## What the task requires
In the material below, find each line with the word "woman" and list it.
[Start of section]
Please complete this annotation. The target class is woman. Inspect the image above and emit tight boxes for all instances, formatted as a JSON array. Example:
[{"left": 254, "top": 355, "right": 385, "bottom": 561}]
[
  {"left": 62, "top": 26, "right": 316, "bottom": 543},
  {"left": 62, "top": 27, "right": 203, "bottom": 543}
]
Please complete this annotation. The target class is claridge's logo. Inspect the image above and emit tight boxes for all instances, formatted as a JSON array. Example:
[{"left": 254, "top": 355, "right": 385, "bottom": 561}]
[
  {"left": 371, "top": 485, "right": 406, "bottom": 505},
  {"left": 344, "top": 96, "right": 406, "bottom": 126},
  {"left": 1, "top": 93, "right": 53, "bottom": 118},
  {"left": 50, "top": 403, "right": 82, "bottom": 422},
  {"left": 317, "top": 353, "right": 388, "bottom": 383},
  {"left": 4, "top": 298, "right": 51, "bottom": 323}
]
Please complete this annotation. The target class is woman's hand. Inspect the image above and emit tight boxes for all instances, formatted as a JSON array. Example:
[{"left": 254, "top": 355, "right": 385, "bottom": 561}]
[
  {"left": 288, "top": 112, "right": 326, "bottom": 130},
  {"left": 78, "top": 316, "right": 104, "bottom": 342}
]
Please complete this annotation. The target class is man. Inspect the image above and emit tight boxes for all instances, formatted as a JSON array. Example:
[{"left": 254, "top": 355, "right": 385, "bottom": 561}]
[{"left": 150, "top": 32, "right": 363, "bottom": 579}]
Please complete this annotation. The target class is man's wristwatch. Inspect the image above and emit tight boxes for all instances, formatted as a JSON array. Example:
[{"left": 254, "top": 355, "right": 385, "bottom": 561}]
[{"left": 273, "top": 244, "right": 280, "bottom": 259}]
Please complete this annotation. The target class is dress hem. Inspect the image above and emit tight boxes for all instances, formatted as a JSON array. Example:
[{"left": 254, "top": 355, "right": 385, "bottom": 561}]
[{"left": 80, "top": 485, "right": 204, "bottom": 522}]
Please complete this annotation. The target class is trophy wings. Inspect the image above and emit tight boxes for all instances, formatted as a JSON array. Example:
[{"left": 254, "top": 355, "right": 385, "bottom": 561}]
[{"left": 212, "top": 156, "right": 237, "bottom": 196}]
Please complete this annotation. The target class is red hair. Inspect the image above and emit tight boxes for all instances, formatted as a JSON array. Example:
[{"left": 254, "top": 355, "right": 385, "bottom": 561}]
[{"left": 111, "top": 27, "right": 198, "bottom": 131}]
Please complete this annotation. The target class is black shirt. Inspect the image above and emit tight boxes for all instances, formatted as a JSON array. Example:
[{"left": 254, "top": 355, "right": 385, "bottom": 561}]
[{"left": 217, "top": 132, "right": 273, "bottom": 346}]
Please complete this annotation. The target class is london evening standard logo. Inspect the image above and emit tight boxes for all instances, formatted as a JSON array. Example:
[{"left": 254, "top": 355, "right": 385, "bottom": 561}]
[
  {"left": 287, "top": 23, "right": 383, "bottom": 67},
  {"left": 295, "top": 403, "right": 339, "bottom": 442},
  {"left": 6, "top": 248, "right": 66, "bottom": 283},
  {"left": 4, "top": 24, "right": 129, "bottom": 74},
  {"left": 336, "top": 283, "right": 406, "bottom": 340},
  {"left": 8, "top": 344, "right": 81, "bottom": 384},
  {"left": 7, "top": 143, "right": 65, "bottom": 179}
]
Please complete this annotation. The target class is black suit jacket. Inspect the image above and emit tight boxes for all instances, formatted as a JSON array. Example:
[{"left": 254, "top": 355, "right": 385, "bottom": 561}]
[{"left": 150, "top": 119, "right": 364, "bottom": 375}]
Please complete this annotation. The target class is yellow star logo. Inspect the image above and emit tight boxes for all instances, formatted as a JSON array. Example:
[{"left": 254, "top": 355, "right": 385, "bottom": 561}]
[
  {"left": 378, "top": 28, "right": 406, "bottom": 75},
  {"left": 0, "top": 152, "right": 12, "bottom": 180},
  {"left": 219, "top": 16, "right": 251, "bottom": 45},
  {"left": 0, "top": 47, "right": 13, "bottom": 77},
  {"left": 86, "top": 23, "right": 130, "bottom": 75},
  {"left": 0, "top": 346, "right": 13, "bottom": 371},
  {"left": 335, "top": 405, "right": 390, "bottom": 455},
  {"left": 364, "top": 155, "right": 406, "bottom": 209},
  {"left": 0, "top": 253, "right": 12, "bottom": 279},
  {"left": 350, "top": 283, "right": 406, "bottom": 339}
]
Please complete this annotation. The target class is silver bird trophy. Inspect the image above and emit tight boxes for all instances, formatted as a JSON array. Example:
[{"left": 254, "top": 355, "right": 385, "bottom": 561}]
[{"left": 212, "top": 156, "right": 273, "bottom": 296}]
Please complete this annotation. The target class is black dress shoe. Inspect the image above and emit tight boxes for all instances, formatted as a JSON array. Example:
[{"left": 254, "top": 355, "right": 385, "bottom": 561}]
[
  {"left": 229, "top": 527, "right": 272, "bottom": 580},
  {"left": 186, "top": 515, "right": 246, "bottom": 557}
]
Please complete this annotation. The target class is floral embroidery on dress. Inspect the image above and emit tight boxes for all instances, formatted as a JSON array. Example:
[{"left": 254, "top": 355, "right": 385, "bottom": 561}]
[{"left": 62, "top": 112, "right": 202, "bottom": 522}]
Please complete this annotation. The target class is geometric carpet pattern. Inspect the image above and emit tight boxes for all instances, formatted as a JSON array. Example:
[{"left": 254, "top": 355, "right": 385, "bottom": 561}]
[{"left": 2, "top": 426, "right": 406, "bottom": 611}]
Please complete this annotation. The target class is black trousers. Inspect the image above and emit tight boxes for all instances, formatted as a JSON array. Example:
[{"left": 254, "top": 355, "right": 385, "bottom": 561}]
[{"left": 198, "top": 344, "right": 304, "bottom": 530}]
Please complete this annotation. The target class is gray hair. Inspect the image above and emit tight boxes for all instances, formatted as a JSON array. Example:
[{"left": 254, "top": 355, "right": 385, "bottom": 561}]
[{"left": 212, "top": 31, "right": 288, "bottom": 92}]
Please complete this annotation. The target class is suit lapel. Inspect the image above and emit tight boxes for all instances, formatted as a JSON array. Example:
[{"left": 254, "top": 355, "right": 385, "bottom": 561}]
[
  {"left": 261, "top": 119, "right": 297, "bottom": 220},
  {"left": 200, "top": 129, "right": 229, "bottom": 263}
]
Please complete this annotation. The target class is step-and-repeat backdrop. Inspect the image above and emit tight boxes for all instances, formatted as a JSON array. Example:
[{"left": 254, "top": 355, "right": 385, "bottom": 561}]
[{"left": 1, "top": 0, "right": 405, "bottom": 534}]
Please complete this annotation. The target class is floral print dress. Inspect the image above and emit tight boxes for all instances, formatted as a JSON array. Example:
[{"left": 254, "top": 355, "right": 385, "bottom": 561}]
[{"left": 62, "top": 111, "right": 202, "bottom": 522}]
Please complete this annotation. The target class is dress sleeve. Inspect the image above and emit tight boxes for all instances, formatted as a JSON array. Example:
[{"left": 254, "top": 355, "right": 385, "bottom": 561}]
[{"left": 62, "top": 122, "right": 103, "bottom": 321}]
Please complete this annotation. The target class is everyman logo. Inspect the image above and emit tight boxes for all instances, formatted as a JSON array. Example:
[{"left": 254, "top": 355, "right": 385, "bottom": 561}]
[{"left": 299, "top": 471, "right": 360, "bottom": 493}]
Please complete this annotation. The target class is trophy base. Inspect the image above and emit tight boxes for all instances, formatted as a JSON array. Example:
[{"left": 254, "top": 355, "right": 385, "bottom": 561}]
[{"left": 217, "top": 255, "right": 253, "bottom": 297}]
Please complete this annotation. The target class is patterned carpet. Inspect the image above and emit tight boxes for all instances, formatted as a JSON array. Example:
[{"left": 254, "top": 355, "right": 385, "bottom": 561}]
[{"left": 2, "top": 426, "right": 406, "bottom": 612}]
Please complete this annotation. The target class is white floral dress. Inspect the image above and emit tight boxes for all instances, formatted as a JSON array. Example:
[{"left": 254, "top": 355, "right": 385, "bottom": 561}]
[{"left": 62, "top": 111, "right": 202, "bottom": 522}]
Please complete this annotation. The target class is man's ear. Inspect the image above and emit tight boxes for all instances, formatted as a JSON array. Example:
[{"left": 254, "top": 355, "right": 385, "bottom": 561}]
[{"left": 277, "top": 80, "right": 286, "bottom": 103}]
[End of section]
## Written response
Please complete this annotation. The target class is woman. Inspect the image above and emit tight boxes for all instances, formatted as a JSON array. Example:
Please complete this annotation. The target class is woman's hand. Inspect the image above and emit tight boxes for all instances, formatted as a JSON array. Example:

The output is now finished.